作業指示 1:
選手村の記事のうち、「1階のドーピングコントロール」という語句を含む箇所で始まり「ルなメニューを取りそろえる。」で終わる部分を、一字も変えずに書き写して出力すること。
作業指示 2:
選手村の記事によると、メインダイニングホールが幅広い選択肢の食事を用意するのはなぜか。1〜3文で説明すること。
### 提供抜粋
東京2020組織委員会はこのほど、東京2020大会選手村の概要および各施設の詳細、スケジュールなどを発表した。

  • 東京2020大会選手村の居住棟

    東京2020大会選手村の居住棟

選手村は、東京都中央区晴海に設置。三方を海に囲まれているため、東京湾の景色を眺めることができるという。敷地面積は44haで、選手団が生活するエリア「居住ゾーン」、選手村運営に必要となる主な機能を集約した「運営ゾーン」、大会期間中の選手の生活を支える「ビレッジプラザ」からなる。

「居住ゾーン」には、居住棟やメインダイニングホール、複合施設、NOC/NPCサービスセンター、晴海ふ頭公園などを備える。

居住棟には、約3,800戸(シングル9㎡以上、ツイン12㎡以上)の部屋があり、ベッド数はオリンピック時は1万8,000ベッド、パラリンピック時は8,000ベッド。ベッドフレームは段ボール製で、100%リサイクル可能だという。すべてのベッドルームには窓があるため、二方向換気ができる。

  • シングルルーム

    シングルルーム

メインダイニングホールは、試合に向け選手がコンディショニングを行うための飲食提供施設。24時間営業で、1日最大4万5,000食を提供する。メニューは、開催国(日本)料理、ワールド、アジア、ハラール、ベジタリアン、グルテンフリー、ピザ・パスタなど約700種類。世界のさまざまな食習慣や文化、宗教などに対応するため、幅広い選択肢の食事を用意する。

  • 選手村内複合施設

    メインダイニングホールでは約700種類のメニューを提供

同ホールでは、感染症対策として、手指用の消毒液を入場口、提供ラインに設置するほか、席数の削減、飛沫防止板の設置、高頻度接触箇所への消毒を強化する。

選手が必要とする機能やリラックスするための場が集積した複合施設(3階建て)では、医療、アンチドーピングプログラム、カジュアルダイニング、レクリエーション、フィットネスなどのサービスを提供する。

1階のドーピングコントロールステーションは、クリーンな競技運営のために効率的なアンチ・ドーピングプログラムを実施する施設。総合診療所(ポリクリニック)では、選手村内に居住する選手および役員などに必要な医療サービスを提供する。救急科や整形外科、内科、歯科などのほか、オリンピック初となる女性アスリート科も設置。女性アスリートに対する総合的な診療を提供する。

  • 選手村内複合施設

    選手村内複合施設

2階のカジュアルダイニングは、開催地である東京都をはじめ、全国の食材を使用した日本料理などを味わえる飲食提供施設。おにぎり、麺類、鉄板焼きなどの日本の特徴的な料理や、串焼き、お好み焼きなどのカジュアルなメニューを取りそろえる。

2階のレクリエーションエリアは、選手がリラックスするためのパブリックスペース。卓球台、マッサージチェア、エアーマッサージャー、自転車シミュレーターなど、さまざまなジャンルのブースを展開する。

  • レクリエーションエリア

    レクリエーションエリア

3階のフィットネスセンターは、大会に備えて選手がコンディションを整える場で、有酸素マシンやウエイトマシンなど約600点のアイテムを設置する。
######
### 表示情報
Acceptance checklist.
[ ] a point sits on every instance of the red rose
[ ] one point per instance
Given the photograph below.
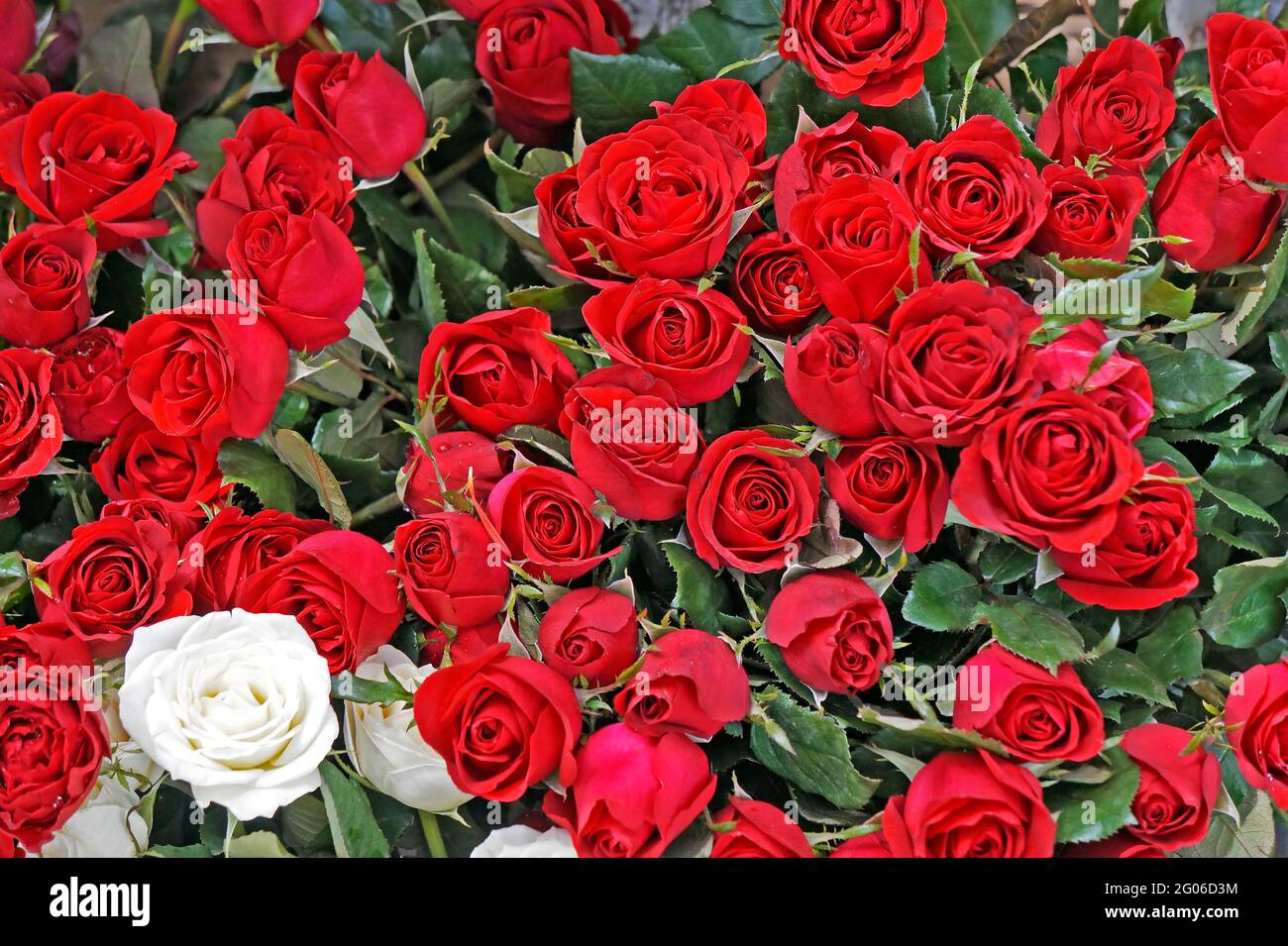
(875, 52)
(1177, 789)
(833, 631)
(450, 569)
(1256, 719)
(758, 830)
(111, 578)
(206, 369)
(829, 374)
(271, 163)
(751, 502)
(1121, 383)
(634, 793)
(548, 521)
(631, 442)
(275, 259)
(89, 383)
(497, 369)
(958, 356)
(233, 547)
(1051, 473)
(1038, 717)
(892, 488)
(691, 683)
(1202, 198)
(690, 339)
(1144, 562)
(340, 585)
(1091, 218)
(501, 723)
(93, 158)
(523, 55)
(970, 804)
(591, 633)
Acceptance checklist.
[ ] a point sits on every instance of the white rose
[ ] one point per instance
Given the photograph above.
(520, 841)
(386, 747)
(236, 704)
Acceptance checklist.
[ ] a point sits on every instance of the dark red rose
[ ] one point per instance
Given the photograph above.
######
解答欄 1:
1階のドーピングコントロールステーションは、クリーンな競技運営のために効率的なアンチ・ドーピングプログラムを実施する施設。総合診療所(ポリクリニック)では、選手村内に居住する選手および役員などに必要な医療サービスを提供する。救急科や整形外科、内科、歯科などのほか、オリンピック初となる女性アスリート科も設置。女性アスリートに対する総合的な診療を提供する。

  • 選手村内複合施設

    選手村内複合施設

2階のカジュアルダイニングは、開催地である東京都をはじめ、全国の食材を使用した日本料理などを味わえる飲食提供施設。おにぎり、麺類、鉄板焼きなどの日本の特徴的な料理や、串焼き、お好み焼きなどのカジュアルなメニューを取りそろえる。

解答欄 2:
世界のさまざまな食習慣や文化、宗教などに対応するためである。そのため、開催国(日本)料理、ハラール、ベジタリアン、グルテンフリーなど約700種類のメニューを提供する。